TASK LIST -
A - Transcribe the passage on class in Taiwanese literature between "Since most societies" and "and ethnic discrimination.", inclusive.
B - Pick up the essay on class in Taiwanese literature after its last sentence and keep writing it.

TEXT PROVIDED -
⟨

Curated by Ying Fenghuang, Professor, Graduate School of Taiwanese Culture, National Taipei University of Education
“Class in Literature” includes writing that deals with the life experiences of people at the lower strata of society. Realism is the predominant stylistic mode, but writing t... (Read more)
Curated by Ying Fenghuang, Professor, Graduate School of Taiwanese Culture, National Taipei University of Education
“Class in Literature” includes writing that deals with the life experiences of people at the lower strata of society. Realism is the predominant stylistic mode, but writing techniques also include liberal and modernist concepts.
In Taiwan, “class in literature” also encompasses other strategies and subject matter, such as “social realism,” “nativist literature,” “agricultural-laborer literature,” “working-class literature,” and what the academic world has lately termed “post-nativist literature.” Taiwanese literature has always been concerned with social realism, class theory, and political struggles between left and right; thus, in each period specific terms were coined. For example, the term “nativist literature” was common to both the Japanese colonial period and the 1970s, but carried different connotations in each of those eras; similarly, the term “agricultural-laborer literature” was used in both the Japanese and postwar periods, yet writing subsumed under that mantle was contextually different in the each of those eras.
“Class” is shorthand for “social class,” a complex sociological term. Put simply, class is the product of hierarchical social divisions, the result of “social stratification” or “social differentiation.” Social resources, such as power, wealth, and fame are distributed unevenly; gradually, people of similar status come together to form a social stratum or class. Societies without “strata” or “class” differentiations are rare: different groups come together to form higher or lower classes based on differences in family background, education, occupation, taste, and social status, hence the terms “upper class,” “middle class,” and “lower class.” People of the same class level possess roughly an equivalent share of economic resources; thus, each social class has its own class-consciousness – “lower-class” consciousness and literature are both a product of this phenomenon.
Since most societies have lower classes, will all produce excellent lower-class literature? The answer is “not necessarily.” Literary production is limited by a given era’s living environment and social context. Taiwan, for example, has a complex history of colonization, social stratification, and literary creation; thus its literature has necessarily been influenced by different systems of government, ethnic groups, genders, languages, and other cultural factors. For instance, from 1895 to 1945, the island was under Japanese colonial rule, and that period’s literature has a strong colonial flavor. If “colonial literature” is characterized by oppression or exploitation, then that too is a feature of Taiwanese “lower-class literature” of the Japanese colonial era, a time of both class and ethnic discrimination.

⟩

GIVEN MATERIAL -
⟨

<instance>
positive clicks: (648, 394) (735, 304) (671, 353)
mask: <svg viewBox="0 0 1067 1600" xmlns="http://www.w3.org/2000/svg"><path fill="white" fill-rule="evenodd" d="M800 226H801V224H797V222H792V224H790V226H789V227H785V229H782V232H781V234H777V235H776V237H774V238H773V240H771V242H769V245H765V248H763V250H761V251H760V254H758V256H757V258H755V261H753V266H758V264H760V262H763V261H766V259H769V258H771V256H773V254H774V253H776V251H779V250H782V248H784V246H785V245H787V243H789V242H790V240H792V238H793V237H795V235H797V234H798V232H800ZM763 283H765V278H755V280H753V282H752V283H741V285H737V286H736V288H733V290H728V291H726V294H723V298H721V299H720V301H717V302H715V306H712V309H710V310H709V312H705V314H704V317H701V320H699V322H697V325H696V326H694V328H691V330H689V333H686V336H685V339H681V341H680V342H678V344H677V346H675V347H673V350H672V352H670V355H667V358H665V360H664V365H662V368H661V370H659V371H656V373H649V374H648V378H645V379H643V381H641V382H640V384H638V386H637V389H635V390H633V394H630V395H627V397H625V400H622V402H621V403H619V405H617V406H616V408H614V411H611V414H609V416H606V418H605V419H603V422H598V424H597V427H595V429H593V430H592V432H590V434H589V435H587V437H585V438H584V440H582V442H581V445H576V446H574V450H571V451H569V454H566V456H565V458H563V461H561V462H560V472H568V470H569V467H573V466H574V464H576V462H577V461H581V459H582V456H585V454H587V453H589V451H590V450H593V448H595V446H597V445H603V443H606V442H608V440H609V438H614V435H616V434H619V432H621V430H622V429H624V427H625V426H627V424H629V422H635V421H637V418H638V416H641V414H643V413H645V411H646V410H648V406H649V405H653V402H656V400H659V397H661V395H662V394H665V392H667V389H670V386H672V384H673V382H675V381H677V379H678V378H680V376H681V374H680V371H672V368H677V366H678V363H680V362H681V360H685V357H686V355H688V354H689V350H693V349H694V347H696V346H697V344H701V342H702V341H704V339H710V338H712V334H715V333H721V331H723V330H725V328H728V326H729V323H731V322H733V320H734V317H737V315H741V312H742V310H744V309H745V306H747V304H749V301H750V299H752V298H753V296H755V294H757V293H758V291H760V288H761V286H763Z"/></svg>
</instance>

⟩

ANSWER SECTION -
A -
Since most societies have lower classes, will all produce excellent lower-class literature? The answer is “not necessarily.” Literary production is limited by a given era’s living environment and social context. Taiwan, for example, has a complex history of colonization, social stratification, and literary creation; thus its literature has necessarily been influenced by different systems of government, ethnic groups, genders, languages, and other cultural factors. For instance, from 1895 to 1945, the island was under Japanese colonial rule, and that period’s literature has a strong colonial flavor. If “colonial literature” is characterized by oppression or exploitation, then that too is a feature of Taiwanese “lower-class literature” of the Japanese colonial era, a time of both class and ethnic discrimination.

B -
Surrounded by ocean, Taiwan evolved into a multiethnic and multicultural society of immigrants. The differing language policies of the island’s various rulers added to the difficulty and complexity of literary activity. Early in the postwar period Long Yingzong, Lü Heruo, Yang Kui, and others wrote in Japanese, recounting the sorrows of Taiwan’s economically and politically oppressed lower class. But after the Nationalist government instituted its Chinese-only language policy, many Taiwanese writers were unable to make the “linguistic crossover” and gradually lost the right to express themselves. In the late 1940s Chiang Kai-shek and the Nationalist government retreated to Taiwan after losing the Chinese Civil War. Thus, nostalgic and anti-Communist writings dominated the literary mainstream in the 1950s and 60s, and Taiwanese of lower socioeconomic status were largely ignored, while the ban on Japanese had effectively silenced Taiwanese writers. Although most writers of the time hewed to the anti-Communist, pro-government line, there were exceptions – Jiang Gui’s novel Whirlwind, for instance, depicts life among the underclass in China, but such works were rare.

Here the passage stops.